Assignment A — According to the article on the internship fund, what is the largest grant that KACIF provides to a student?
Assignment B — From the article on the internship fund, write out the portion that opens with the words "For Lauren and" and closes with "Los Angeles area.".

Supplied passage —
----------

"Internships are so important to Lexi, and I see how critical they are to the educational experience of students at GW. For students who can't afford an unpaid internship, KACIF makes a difference. It made all the sense in the world to support the fund to help students get out there and get internships."
The more you get, the more you give.
That's how GW parents Lauren and Austin Fite feel about philanthropy. Their support of the Knowledge in Action Career Internship Fund (KACIF) was inspired by the positive GW experience of their daughter, Lexi Fite, BA '15, who is currently completing a Master of Arts in Media and Strategic Communications in the School of Media and Public Affairs.
KACIF provides grants of up to $3,000 to GW undergraduate and graduate students who are pursuing unpaid internships. The fund, established by the GW Career Services Council, is made possible through the generous support of alumni and parents like the Fites.
The real-world experience Lexi gained excelled at GW. The Fites wanted to provide less fortunate students with the same opportunities.
"Internships are so important to Lexi, and I see how critical they are to the educational experience of students at GW," said Lauren. "For students who can't afford an unpaid internship, KACIF makes a difference. It made all the sense in the world to support the fund to help students get out there and get internships."
For Lauren and Austin, it has been a pleasure watching Lexi grow during her four years at the George Washington University. The Fites hail from Southern California, but they were not concerned with Lexi attending school across the country. The District used to be home for Lauren's parents, and Lauren was born at GW Hospital.
"I couldn't have been happier," said Lauren. "There was a certain coming home feel."
In addition to supporting KACIF, the Fites have donated to the School of Media and Public Affairs, the Estelle and Melvin Gelman Library, and GW's Women Studies Program. The Fites also donate their time to GW — in late July they hosted a GW Summer Send-Off to welcome incoming students and their parents from the Los Angeles area.
Lauren's interest in philanthropy began when she supported a broadcasting program Lexi created in high school. The program, which started as an after school club with one camera, is now an institute at the school.
"That was the first time I got to see philanthropy in action and how you can help people to be the best they can be," said Lauren. "It means a lot to me to support education."

----------

Dataset —
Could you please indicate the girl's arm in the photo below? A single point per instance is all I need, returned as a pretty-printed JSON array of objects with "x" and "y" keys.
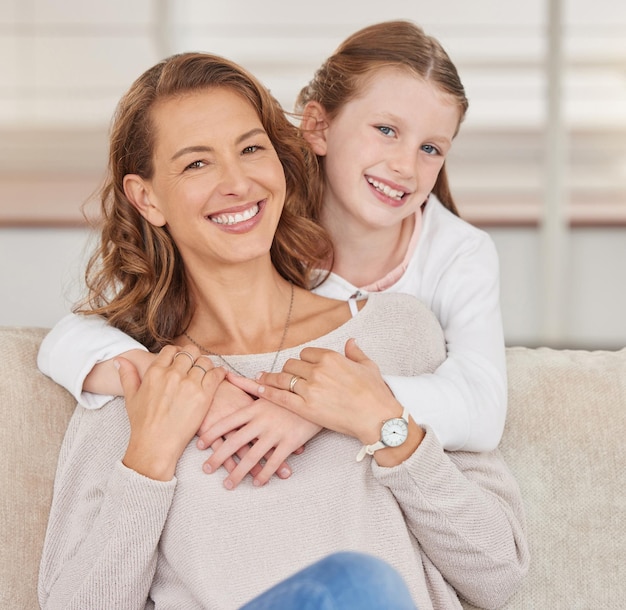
[
  {"x": 77, "y": 344},
  {"x": 464, "y": 400},
  {"x": 464, "y": 508}
]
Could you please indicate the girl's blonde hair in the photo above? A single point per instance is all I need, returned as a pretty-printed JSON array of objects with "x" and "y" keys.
[
  {"x": 136, "y": 278},
  {"x": 389, "y": 44}
]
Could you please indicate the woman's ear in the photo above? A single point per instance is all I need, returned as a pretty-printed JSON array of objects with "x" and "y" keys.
[
  {"x": 313, "y": 126},
  {"x": 137, "y": 191}
]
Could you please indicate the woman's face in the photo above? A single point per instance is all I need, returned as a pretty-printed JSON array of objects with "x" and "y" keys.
[{"x": 218, "y": 183}]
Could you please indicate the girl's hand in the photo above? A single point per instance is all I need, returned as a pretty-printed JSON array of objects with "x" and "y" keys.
[
  {"x": 344, "y": 394},
  {"x": 227, "y": 400},
  {"x": 274, "y": 433},
  {"x": 166, "y": 409}
]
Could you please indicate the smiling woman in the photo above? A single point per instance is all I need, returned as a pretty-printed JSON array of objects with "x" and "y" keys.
[
  {"x": 197, "y": 138},
  {"x": 233, "y": 186}
]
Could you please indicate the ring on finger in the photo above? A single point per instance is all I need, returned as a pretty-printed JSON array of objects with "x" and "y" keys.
[
  {"x": 186, "y": 354},
  {"x": 292, "y": 383}
]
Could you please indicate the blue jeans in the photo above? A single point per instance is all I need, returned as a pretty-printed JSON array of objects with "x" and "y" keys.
[{"x": 342, "y": 581}]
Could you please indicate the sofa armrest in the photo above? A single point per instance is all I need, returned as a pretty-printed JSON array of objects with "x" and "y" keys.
[{"x": 34, "y": 413}]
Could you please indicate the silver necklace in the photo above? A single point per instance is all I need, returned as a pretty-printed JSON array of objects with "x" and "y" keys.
[{"x": 280, "y": 347}]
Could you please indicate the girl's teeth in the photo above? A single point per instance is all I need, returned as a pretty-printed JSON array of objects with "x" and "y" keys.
[
  {"x": 387, "y": 190},
  {"x": 231, "y": 219}
]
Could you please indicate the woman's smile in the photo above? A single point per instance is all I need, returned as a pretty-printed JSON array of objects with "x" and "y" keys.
[{"x": 238, "y": 218}]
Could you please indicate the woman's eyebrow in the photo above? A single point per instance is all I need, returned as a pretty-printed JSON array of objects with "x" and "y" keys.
[{"x": 201, "y": 148}]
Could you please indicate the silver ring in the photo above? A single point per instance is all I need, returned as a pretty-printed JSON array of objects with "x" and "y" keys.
[
  {"x": 186, "y": 354},
  {"x": 292, "y": 383}
]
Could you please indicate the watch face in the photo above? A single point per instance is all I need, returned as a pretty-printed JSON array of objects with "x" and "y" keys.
[{"x": 394, "y": 432}]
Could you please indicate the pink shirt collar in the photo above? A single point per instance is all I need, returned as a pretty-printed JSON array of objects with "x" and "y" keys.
[{"x": 395, "y": 274}]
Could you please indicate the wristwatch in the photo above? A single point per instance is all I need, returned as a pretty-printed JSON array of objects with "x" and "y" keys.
[{"x": 393, "y": 433}]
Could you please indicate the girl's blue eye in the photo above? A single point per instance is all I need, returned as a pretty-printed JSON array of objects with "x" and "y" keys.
[{"x": 386, "y": 130}]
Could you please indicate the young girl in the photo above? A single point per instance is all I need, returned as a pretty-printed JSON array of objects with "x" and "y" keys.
[
  {"x": 381, "y": 115},
  {"x": 134, "y": 522}
]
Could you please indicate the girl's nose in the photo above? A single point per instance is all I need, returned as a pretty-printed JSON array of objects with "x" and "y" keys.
[{"x": 404, "y": 162}]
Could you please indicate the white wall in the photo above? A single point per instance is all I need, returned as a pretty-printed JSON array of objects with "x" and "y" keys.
[
  {"x": 41, "y": 277},
  {"x": 65, "y": 63}
]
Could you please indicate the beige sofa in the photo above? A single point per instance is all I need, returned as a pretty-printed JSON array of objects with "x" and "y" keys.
[{"x": 564, "y": 441}]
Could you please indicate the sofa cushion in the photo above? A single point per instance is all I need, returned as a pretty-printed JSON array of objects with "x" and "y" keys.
[{"x": 565, "y": 443}]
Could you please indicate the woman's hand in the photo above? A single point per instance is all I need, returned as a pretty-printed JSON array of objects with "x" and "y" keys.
[
  {"x": 227, "y": 400},
  {"x": 166, "y": 409},
  {"x": 344, "y": 394},
  {"x": 274, "y": 432}
]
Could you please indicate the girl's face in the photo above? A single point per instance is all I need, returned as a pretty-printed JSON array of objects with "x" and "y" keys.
[
  {"x": 218, "y": 183},
  {"x": 384, "y": 149}
]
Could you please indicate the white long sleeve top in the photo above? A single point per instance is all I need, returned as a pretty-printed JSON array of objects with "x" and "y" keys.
[
  {"x": 451, "y": 523},
  {"x": 453, "y": 269}
]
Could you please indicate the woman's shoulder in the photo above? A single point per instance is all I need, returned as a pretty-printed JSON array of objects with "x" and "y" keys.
[{"x": 400, "y": 333}]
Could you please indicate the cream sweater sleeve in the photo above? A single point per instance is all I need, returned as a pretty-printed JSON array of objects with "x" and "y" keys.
[
  {"x": 74, "y": 346},
  {"x": 105, "y": 523},
  {"x": 466, "y": 511}
]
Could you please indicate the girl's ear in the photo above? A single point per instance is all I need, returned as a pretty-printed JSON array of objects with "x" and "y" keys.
[
  {"x": 138, "y": 192},
  {"x": 313, "y": 126}
]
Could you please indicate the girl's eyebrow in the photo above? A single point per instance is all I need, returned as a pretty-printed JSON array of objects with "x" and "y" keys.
[{"x": 205, "y": 149}]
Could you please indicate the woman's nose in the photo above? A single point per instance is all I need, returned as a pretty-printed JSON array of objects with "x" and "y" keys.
[{"x": 234, "y": 179}]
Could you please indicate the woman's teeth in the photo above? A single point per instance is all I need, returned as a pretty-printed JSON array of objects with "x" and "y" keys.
[
  {"x": 387, "y": 190},
  {"x": 231, "y": 219}
]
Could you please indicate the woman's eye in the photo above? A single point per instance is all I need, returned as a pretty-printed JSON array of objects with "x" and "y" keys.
[
  {"x": 386, "y": 130},
  {"x": 429, "y": 149},
  {"x": 195, "y": 165}
]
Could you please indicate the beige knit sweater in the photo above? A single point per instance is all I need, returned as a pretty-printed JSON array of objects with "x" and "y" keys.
[{"x": 451, "y": 523}]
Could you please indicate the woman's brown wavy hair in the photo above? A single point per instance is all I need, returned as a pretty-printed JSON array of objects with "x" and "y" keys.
[
  {"x": 136, "y": 277},
  {"x": 388, "y": 44}
]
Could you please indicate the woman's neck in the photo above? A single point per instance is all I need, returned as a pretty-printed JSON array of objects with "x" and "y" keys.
[
  {"x": 239, "y": 312},
  {"x": 363, "y": 255}
]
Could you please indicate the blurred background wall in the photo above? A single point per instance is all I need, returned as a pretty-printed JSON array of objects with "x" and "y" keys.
[{"x": 540, "y": 161}]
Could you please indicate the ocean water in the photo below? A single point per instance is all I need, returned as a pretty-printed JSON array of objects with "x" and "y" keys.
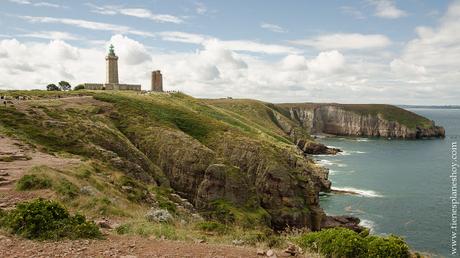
[{"x": 404, "y": 185}]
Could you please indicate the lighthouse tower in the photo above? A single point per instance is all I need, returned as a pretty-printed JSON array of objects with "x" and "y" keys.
[{"x": 112, "y": 67}]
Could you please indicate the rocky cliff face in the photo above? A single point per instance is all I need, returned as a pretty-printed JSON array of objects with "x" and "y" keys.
[{"x": 337, "y": 120}]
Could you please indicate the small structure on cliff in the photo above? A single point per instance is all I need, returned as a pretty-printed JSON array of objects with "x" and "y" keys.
[
  {"x": 157, "y": 81},
  {"x": 112, "y": 82}
]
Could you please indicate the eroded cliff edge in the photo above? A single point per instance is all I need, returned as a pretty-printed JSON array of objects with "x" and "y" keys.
[
  {"x": 374, "y": 120},
  {"x": 241, "y": 161}
]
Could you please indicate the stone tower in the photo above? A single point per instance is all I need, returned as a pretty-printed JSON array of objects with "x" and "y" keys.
[
  {"x": 157, "y": 81},
  {"x": 112, "y": 67}
]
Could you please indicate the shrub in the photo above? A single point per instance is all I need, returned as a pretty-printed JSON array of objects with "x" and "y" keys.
[
  {"x": 45, "y": 219},
  {"x": 79, "y": 87},
  {"x": 33, "y": 182},
  {"x": 391, "y": 246},
  {"x": 341, "y": 242},
  {"x": 66, "y": 189},
  {"x": 211, "y": 226}
]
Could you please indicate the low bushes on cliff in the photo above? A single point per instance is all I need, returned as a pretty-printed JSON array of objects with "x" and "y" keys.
[
  {"x": 33, "y": 182},
  {"x": 44, "y": 219},
  {"x": 341, "y": 242}
]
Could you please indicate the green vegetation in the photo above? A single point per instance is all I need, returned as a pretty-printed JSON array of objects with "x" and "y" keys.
[
  {"x": 43, "y": 219},
  {"x": 341, "y": 242},
  {"x": 79, "y": 87},
  {"x": 212, "y": 226},
  {"x": 33, "y": 182}
]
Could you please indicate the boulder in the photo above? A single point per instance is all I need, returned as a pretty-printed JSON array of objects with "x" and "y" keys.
[{"x": 158, "y": 215}]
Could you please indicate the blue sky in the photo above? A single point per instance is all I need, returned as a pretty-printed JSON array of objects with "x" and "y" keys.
[{"x": 364, "y": 51}]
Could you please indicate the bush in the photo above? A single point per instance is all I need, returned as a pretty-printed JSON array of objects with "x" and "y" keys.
[
  {"x": 391, "y": 246},
  {"x": 33, "y": 182},
  {"x": 66, "y": 189},
  {"x": 44, "y": 219},
  {"x": 211, "y": 226},
  {"x": 79, "y": 87},
  {"x": 341, "y": 242}
]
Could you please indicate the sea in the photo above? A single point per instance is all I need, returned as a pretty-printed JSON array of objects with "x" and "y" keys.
[{"x": 403, "y": 186}]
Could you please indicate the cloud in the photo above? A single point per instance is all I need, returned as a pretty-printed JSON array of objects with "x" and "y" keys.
[
  {"x": 327, "y": 62},
  {"x": 346, "y": 41},
  {"x": 387, "y": 9},
  {"x": 355, "y": 13},
  {"x": 272, "y": 27},
  {"x": 130, "y": 52},
  {"x": 406, "y": 69},
  {"x": 51, "y": 35},
  {"x": 434, "y": 55},
  {"x": 235, "y": 45},
  {"x": 38, "y": 4},
  {"x": 86, "y": 24},
  {"x": 135, "y": 12},
  {"x": 200, "y": 8}
]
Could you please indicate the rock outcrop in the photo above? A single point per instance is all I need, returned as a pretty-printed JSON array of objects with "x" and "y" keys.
[{"x": 355, "y": 120}]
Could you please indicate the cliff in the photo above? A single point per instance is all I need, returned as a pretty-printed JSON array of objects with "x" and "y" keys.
[
  {"x": 237, "y": 161},
  {"x": 362, "y": 120},
  {"x": 232, "y": 166}
]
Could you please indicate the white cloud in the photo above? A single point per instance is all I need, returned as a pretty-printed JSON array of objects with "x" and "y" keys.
[
  {"x": 272, "y": 27},
  {"x": 387, "y": 9},
  {"x": 346, "y": 41},
  {"x": 184, "y": 37},
  {"x": 86, "y": 24},
  {"x": 355, "y": 13},
  {"x": 201, "y": 8},
  {"x": 426, "y": 71},
  {"x": 38, "y": 4},
  {"x": 434, "y": 55},
  {"x": 406, "y": 69},
  {"x": 51, "y": 35},
  {"x": 135, "y": 12},
  {"x": 130, "y": 52},
  {"x": 236, "y": 45},
  {"x": 327, "y": 62}
]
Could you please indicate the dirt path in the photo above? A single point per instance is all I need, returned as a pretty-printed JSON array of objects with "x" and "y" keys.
[
  {"x": 15, "y": 159},
  {"x": 122, "y": 246}
]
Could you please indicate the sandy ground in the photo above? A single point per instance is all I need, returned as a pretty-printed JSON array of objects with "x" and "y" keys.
[
  {"x": 23, "y": 158},
  {"x": 122, "y": 246}
]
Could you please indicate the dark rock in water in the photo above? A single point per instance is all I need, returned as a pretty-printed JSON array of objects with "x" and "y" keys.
[
  {"x": 343, "y": 221},
  {"x": 315, "y": 148}
]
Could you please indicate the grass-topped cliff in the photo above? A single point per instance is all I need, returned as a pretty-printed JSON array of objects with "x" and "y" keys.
[
  {"x": 170, "y": 165},
  {"x": 375, "y": 120}
]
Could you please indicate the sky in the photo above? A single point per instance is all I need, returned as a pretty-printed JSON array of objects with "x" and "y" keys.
[{"x": 358, "y": 51}]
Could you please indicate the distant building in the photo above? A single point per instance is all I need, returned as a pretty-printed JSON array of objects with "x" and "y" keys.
[
  {"x": 112, "y": 82},
  {"x": 157, "y": 81}
]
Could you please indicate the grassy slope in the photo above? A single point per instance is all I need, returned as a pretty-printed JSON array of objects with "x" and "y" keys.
[
  {"x": 62, "y": 126},
  {"x": 84, "y": 127},
  {"x": 389, "y": 112}
]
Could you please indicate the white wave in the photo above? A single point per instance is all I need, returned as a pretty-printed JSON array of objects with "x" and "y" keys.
[
  {"x": 368, "y": 224},
  {"x": 349, "y": 152},
  {"x": 360, "y": 192},
  {"x": 335, "y": 172},
  {"x": 329, "y": 163},
  {"x": 325, "y": 162}
]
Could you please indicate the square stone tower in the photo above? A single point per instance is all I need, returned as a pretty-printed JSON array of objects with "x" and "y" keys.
[
  {"x": 157, "y": 81},
  {"x": 112, "y": 67}
]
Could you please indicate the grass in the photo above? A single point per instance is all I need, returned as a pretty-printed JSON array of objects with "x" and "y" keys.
[
  {"x": 33, "y": 182},
  {"x": 341, "y": 242},
  {"x": 44, "y": 219}
]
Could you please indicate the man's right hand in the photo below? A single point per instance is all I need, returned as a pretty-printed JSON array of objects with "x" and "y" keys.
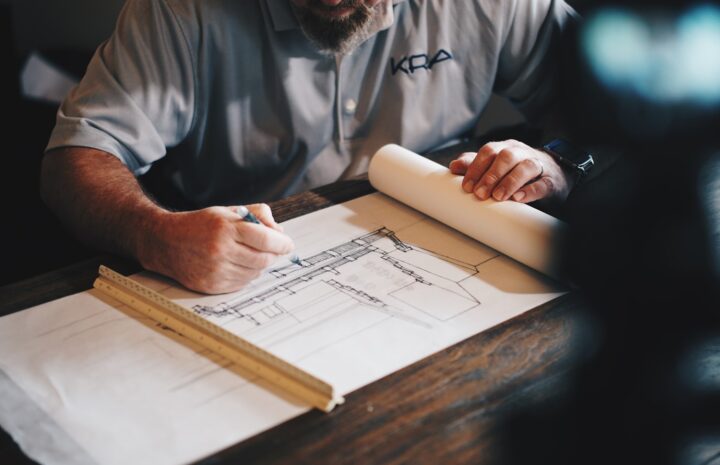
[{"x": 213, "y": 250}]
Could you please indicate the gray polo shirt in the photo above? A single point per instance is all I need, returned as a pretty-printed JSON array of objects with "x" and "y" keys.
[{"x": 245, "y": 109}]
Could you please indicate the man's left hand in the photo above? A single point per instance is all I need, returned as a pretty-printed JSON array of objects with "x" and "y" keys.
[{"x": 511, "y": 170}]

----------

Problem solution A — Up to $3,000

Problem solution B —
For Lauren and Austin, it has been a pleasure watching Lexi grow during her four years at the George Washington University. The Fites hail from Southern California, but they were not concerned with Lexi attending school across the country. The District used to be home for Lauren's parents, and Lauren was born at GW Hospital.
"I couldn't have been happier," said Lauren. "There was a certain coming home feel."
In addition to supporting KACIF, the Fites have donated to the School of Media and Public Affairs, the Estelle and Melvin Gelman Library, and GW's Women Studies Program. The Fites also donate their time to GW — in late July they hosted a GW Summer Send-Off to welcome incoming students and their parents from the Los Angeles area.